Exercise brief
The entries that follow are to be duplicated in full, character for character.

++++ Data records ++++

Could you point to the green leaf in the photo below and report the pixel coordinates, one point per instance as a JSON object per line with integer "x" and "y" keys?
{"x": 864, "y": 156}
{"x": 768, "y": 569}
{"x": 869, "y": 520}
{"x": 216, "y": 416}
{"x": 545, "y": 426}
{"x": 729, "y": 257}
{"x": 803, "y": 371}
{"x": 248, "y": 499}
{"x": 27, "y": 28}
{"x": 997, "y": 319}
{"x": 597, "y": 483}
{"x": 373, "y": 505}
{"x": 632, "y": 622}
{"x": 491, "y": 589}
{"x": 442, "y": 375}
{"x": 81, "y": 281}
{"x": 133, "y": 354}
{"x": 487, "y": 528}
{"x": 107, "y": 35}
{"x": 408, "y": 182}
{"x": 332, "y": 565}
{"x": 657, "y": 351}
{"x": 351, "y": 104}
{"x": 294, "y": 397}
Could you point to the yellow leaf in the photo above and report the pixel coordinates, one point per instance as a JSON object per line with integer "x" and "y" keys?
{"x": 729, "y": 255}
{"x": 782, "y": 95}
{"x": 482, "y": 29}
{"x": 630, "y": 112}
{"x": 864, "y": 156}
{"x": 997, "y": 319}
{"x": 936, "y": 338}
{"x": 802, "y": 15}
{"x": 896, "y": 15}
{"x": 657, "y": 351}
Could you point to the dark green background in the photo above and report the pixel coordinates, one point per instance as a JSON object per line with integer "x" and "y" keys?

++++

Written solution
Could you point to the green leaf in the photo below and report the pixel coordinates, one point per instance as a JSON object per line with integer "x" and "y" keys?
{"x": 864, "y": 156}
{"x": 768, "y": 569}
{"x": 869, "y": 520}
{"x": 216, "y": 416}
{"x": 545, "y": 426}
{"x": 729, "y": 257}
{"x": 803, "y": 371}
{"x": 248, "y": 499}
{"x": 27, "y": 28}
{"x": 997, "y": 319}
{"x": 597, "y": 483}
{"x": 373, "y": 505}
{"x": 632, "y": 622}
{"x": 491, "y": 589}
{"x": 442, "y": 375}
{"x": 81, "y": 281}
{"x": 133, "y": 354}
{"x": 487, "y": 528}
{"x": 107, "y": 35}
{"x": 408, "y": 182}
{"x": 332, "y": 565}
{"x": 657, "y": 351}
{"x": 351, "y": 104}
{"x": 294, "y": 397}
Could you point to the yellow leaf in the photo above and report the pixel coordinates, one point per instance as a JSON object per line with integer "x" and "y" keys?
{"x": 729, "y": 255}
{"x": 782, "y": 95}
{"x": 482, "y": 29}
{"x": 630, "y": 112}
{"x": 864, "y": 156}
{"x": 997, "y": 319}
{"x": 936, "y": 338}
{"x": 802, "y": 15}
{"x": 896, "y": 15}
{"x": 657, "y": 351}
Could you point to the dark green background in the photo above and report the pixel coordinates, one point per instance as a JSON object per line with integer "x" and "y" keys?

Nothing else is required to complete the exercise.